[START OF Excerpted data]
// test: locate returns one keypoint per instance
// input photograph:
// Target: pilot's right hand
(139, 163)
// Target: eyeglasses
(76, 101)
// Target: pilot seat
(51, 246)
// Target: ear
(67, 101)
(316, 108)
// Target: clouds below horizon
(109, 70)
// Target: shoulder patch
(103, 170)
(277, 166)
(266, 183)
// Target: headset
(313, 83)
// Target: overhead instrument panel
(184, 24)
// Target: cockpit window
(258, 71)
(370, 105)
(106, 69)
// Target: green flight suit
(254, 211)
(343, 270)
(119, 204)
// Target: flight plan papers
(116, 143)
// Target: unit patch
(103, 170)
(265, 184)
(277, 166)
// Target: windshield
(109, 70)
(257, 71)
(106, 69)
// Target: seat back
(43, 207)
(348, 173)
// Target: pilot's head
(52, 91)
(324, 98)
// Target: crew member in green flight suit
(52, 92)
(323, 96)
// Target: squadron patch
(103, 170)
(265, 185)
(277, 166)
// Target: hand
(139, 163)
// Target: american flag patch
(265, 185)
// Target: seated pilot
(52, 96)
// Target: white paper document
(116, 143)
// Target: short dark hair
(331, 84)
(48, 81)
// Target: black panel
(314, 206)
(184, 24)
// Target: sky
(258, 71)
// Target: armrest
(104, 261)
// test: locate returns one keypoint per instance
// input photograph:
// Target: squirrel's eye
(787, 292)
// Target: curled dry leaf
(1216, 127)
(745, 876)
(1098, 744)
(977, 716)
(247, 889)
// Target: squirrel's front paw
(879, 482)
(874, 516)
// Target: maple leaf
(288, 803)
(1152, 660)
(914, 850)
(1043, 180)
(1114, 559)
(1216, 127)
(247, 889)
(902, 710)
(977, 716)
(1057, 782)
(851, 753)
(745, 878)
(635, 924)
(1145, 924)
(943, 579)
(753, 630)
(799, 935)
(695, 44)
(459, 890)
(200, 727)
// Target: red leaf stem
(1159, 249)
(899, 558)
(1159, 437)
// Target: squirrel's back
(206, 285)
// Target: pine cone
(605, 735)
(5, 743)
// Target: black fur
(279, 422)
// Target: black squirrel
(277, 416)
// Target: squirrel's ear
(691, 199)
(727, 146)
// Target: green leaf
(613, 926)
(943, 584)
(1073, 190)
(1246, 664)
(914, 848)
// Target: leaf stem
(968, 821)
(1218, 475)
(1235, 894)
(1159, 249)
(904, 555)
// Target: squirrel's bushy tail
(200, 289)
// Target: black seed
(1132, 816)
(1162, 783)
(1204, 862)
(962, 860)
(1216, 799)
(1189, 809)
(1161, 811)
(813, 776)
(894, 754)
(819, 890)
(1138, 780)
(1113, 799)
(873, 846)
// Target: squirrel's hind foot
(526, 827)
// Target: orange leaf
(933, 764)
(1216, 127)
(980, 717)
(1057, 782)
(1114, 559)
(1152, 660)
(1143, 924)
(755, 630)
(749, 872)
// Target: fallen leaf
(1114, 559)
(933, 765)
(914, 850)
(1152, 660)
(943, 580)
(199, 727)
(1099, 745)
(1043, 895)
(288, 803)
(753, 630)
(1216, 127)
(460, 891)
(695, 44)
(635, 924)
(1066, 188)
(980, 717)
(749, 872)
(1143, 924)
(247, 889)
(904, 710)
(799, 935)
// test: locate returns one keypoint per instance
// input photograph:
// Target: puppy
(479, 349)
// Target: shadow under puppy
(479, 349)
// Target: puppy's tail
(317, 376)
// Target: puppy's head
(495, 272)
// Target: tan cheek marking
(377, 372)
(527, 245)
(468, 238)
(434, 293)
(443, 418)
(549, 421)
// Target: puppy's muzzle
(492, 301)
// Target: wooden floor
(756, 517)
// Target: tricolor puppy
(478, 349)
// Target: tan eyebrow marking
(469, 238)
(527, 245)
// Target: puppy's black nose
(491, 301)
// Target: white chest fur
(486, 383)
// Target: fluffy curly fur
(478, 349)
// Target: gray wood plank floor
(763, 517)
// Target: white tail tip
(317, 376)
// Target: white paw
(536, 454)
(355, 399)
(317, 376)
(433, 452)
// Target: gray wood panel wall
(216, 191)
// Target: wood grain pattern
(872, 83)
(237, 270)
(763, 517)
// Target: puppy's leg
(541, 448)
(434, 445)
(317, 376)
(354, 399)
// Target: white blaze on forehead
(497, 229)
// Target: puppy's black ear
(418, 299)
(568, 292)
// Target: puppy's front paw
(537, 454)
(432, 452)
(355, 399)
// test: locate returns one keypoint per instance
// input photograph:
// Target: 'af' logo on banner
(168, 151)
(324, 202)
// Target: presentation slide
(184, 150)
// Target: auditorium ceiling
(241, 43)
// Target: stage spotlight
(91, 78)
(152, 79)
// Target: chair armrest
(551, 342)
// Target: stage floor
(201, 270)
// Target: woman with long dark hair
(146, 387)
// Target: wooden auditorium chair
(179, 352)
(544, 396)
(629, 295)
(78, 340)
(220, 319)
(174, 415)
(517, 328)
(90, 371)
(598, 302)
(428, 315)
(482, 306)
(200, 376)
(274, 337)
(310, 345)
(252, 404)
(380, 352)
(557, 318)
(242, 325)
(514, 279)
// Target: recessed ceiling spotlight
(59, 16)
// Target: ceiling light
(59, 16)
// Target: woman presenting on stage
[END OF Excerpted data]
# Do this:
Repeat the records above exactly, from the first line to the last.

# Result of this task:
// test: locate returns one keypoint per instance
// input photograph:
// Target: pilot's right hand
(139, 163)
// Target: eyeglasses
(76, 101)
// Target: pilot seat
(51, 246)
// Target: ear
(67, 101)
(316, 108)
// Target: clouds below horizon
(109, 70)
// Target: shoulder patch
(103, 170)
(277, 166)
(266, 183)
// Target: headset
(313, 83)
// Target: overhead instrument panel
(184, 24)
// Target: cockpit window
(258, 71)
(370, 105)
(106, 69)
// Target: green flight suit
(254, 211)
(343, 270)
(119, 204)
// Target: flight plan papers
(116, 143)
// Target: unit patch
(103, 170)
(265, 184)
(277, 166)
// Target: windshield
(109, 70)
(257, 71)
(106, 69)
// Target: seat back
(43, 207)
(348, 173)
// Target: pilot's head
(52, 91)
(324, 98)
// Target: crew member in green flight suit
(52, 92)
(323, 96)
// Target: squadron patch
(103, 170)
(265, 185)
(277, 166)
// Target: hand
(139, 163)
// Target: american flag patch
(265, 185)
// Target: seated pilot
(52, 96)
// Target: white paper document
(116, 143)
// Target: short dark hair
(331, 84)
(48, 81)
// Target: black panel
(314, 206)
(184, 24)
// Target: sky
(258, 71)
// Target: armrest
(104, 261)
// test: locate returns one keypoint per instance
// input photograph:
// Target: squirrel's eye
(787, 292)
// Target: curled dry leaf
(1216, 127)
(745, 876)
(1098, 744)
(977, 716)
(247, 889)
// Target: squirrel's front paw
(879, 482)
(874, 516)
// Target: maple leaf
(288, 803)
(1152, 660)
(914, 850)
(1043, 180)
(1114, 559)
(1216, 127)
(247, 889)
(902, 710)
(977, 716)
(1057, 782)
(851, 753)
(745, 878)
(635, 924)
(1145, 924)
(943, 579)
(753, 630)
(799, 935)
(695, 44)
(459, 890)
(200, 727)
// Target: red leaf stem
(1159, 249)
(899, 558)
(1159, 437)
// Target: squirrel's back
(206, 285)
// Target: pine cone
(605, 735)
(5, 743)
// Target: black fur
(279, 422)
// Target: black squirrel
(277, 416)
// Target: squirrel's ear
(691, 199)
(727, 146)
// Target: green leaf
(613, 926)
(943, 584)
(1073, 190)
(1246, 664)
(914, 848)
// Target: leaf stem
(968, 821)
(1218, 475)
(1235, 894)
(1159, 249)
(904, 555)
// Target: squirrel's bushy tail
(200, 289)
// Target: black seed
(1132, 816)
(1162, 783)
(1204, 862)
(962, 860)
(1216, 799)
(1189, 809)
(1161, 811)
(813, 776)
(894, 754)
(819, 890)
(1138, 780)
(1113, 799)
(873, 846)
// Target: squirrel's hind foot
(526, 827)
// Target: orange leaf
(933, 764)
(1216, 127)
(980, 717)
(1057, 782)
(1114, 559)
(1152, 660)
(1143, 924)
(755, 630)
(749, 872)
// Target: fallen leaf
(1114, 559)
(933, 765)
(914, 850)
(1152, 660)
(943, 580)
(199, 727)
(1099, 745)
(1043, 895)
(288, 803)
(753, 630)
(1216, 127)
(460, 891)
(695, 44)
(635, 924)
(1066, 188)
(980, 717)
(749, 872)
(1143, 924)
(247, 889)
(904, 710)
(799, 935)
// test: locate returns one keypoint per instance
// input photograph:
// Target: puppy
(479, 349)
// Target: shadow under puppy
(479, 349)
// Target: puppy's tail
(317, 376)
// Target: puppy's head
(495, 272)
// Target: tan cheek marking
(377, 372)
(527, 245)
(468, 238)
(434, 293)
(443, 418)
(549, 421)
// Target: puppy's muzzle
(492, 301)
// Target: wooden floor
(756, 517)
// Target: tricolor puppy
(478, 349)
// Target: tan eyebrow marking
(469, 238)
(527, 245)
// Target: puppy's black nose
(491, 301)
// Target: white chest fur
(486, 383)
// Target: fluffy curly fur
(478, 349)
// Target: gray wood plank floor
(763, 517)
// Target: white tail tip
(317, 376)
// Target: white paw
(536, 454)
(355, 399)
(317, 376)
(433, 452)
// Target: gray wood panel wall
(216, 191)
// Target: wood grain pattern
(872, 83)
(237, 270)
(763, 517)
// Target: puppy's leg
(541, 448)
(434, 445)
(317, 376)
(354, 399)
// Target: white blaze on forehead
(497, 229)
// Target: puppy's black ear
(418, 299)
(568, 292)
// Target: puppy's front paw
(537, 454)
(432, 452)
(355, 399)
// test: locate returns one keypoint per instance
// input photograph:
// Target: 'af' logo on banner
(168, 151)
(324, 202)
// Target: presentation slide
(184, 150)
// Target: auditorium ceiling
(241, 43)
// Target: stage spotlight
(91, 78)
(152, 79)
// Target: chair armrest
(551, 342)
// Target: stage floor
(201, 270)
// Target: woman with long dark hair
(146, 387)
// Target: wooden auditorium chair
(179, 352)
(544, 396)
(629, 295)
(78, 340)
(220, 319)
(174, 415)
(517, 328)
(90, 371)
(598, 302)
(428, 315)
(482, 306)
(200, 376)
(274, 337)
(310, 345)
(252, 404)
(380, 352)
(557, 318)
(242, 325)
(514, 279)
// Target: recessed ceiling spotlight
(59, 16)
// Target: ceiling light
(59, 16)
// Target: woman presenting on stage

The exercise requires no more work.